■ **To do**
• A. In the PaddleOCR error-handling code, what value is text_det_limit_side_len set to in the low-accuracy fix?
• B. Name every method defined in the OCRErrorHandler class in the PaddleOCR error-handling code.
• C. From the PaddleOCR error-handling code, reproduce the stretch that opens with the words containing "self.ocr = None" and closes with "self.ocr = PaddleOCR(lang=self.lang, device='cpu')".

■ **Provided passage**
Low Recognition Accuracy

from paddleocr import PaddleOCR

# Solution: Enable preprocessing and use higher resolution
ocr = PaddleOCR(
    lang='en',
    use_doc_orientation_classify=True,
    use_doc_unwarping=True,
    text_det_limit_side_len=2048  # Higher resolution
)

Advanced Error Handling Pattern

from paddleocr import PaddleOCR
import logging
import traceback

class OCRErrorHandler:
    """Comprehensive error handling for OCR operations."""
    
    def __init__(self, lang='en', fallback_to_cpu=True):
        self.lang = lang
        self.fallback_to_cpu = fallback_to_cpu
        self.logger = logging.getLogger(__name__)
        self.ocr = None
        
    def __enter__(self):
        try:
            self.ocr = PaddleOCR(lang=self.lang, device='gpu')
            return self
        except Exception as e:
            if self.fallback_to_cpu and 'CUDA' in str(e):
                self.logger.warning(f"GPU failed: {e}, using CPU")
                self.ocr = PaddleOCR(lang=self.lang, device='cpu')
                return self
            raise
    
    def __exit__(self, exc_type, exc_val, exc_tb):
        if self.ocr:
            self.ocr.close()
        return False
    
    def predict_safe(self, image_path, min_confidence=0.5):
        """Predict with validation and error recovery."""
        try:
            # Validate input
            from pathlib import Path
            if not Path(image_path).exists():
                return {
                    'success': False,
                    'error': f'File not found: {image_path}',
                    'results': None
                }
            
            # Perform OCR
            result = self.ocr.predict(image_path)
            
            # Validate results
            if not result or not result[0].get('rec_result'):
                return {
                    'success': False,
                    'error': 'No text detected',
                    'results': result,
                    'suggestion': 'Try lowering detection thresholds'
                }
            
            # Filter by confidence
            high_conf = [
                line for line in result[0]['rec_result']
                if line['rec_score'] >= min_confidence
            ]
            
            if not high_conf:
                return {
                    'success': False,
                    'error': f'No results above confidence threshold {min_confidence}',
                    'results': result,
                    'suggestion': 'Lower min_confidence or improve image quality'
                }
            
            return {
                'success': True,
                'results': result,
                'high_confidence_count': len(high_conf),
                'total_detected': len(result[0]['rec_result'])
            }
            
        except Exception as e:
            self.logger.error(f"OCR error: {e}\n{traceback.format_exc()}")
            return {
                'success': False,
                'error': str(e),
                'traceback': traceback.format_exc(),
                'results': None
            }

# Usage
with OCRErrorHandler(lang='en') as handler:
    result = handler.predict_safe('image.jpg', min_confidence=0.7)
    if result['success']:
        print(f"Success: {result['high_confidence_count']} lines detected")
    else:
        print(f"Error: {result['error']}")
        if 'suggestion' in result:
            print(f"Suggestion: {result['suggestion']}")

■ **Source data**
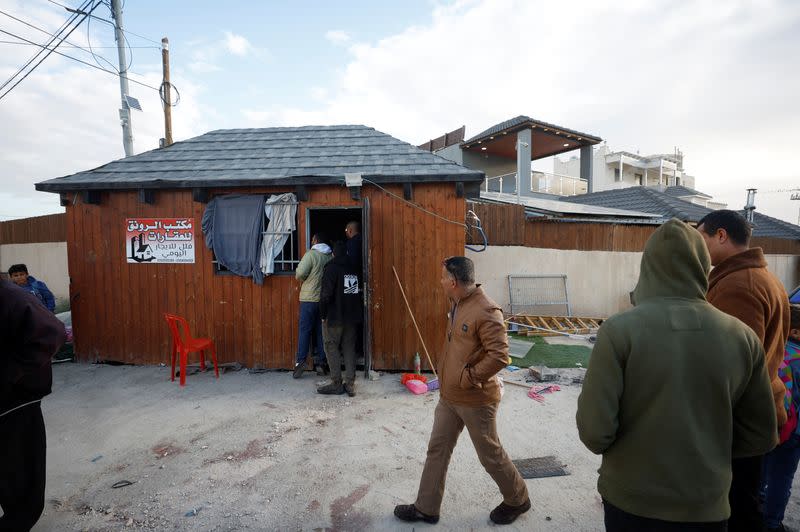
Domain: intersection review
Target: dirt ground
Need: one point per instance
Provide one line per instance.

■ **Answers**
• A. 2048

• B. __init__, __enter__, __exit__, predict_safe

• C.
self.ocr = None
        
    def __enter__(self):
        try:
            self.ocr = PaddleOCR(lang=self.lang, device='gpu')
            return self
        except Exception as e:
            if self.fallback_to_cpu and 'CUDA' in str(e):
                self.logger.warning(f"GPU failed: {e}, using CPU")
                self.ocr = PaddleOCR(lang=self.lang, device='cpu')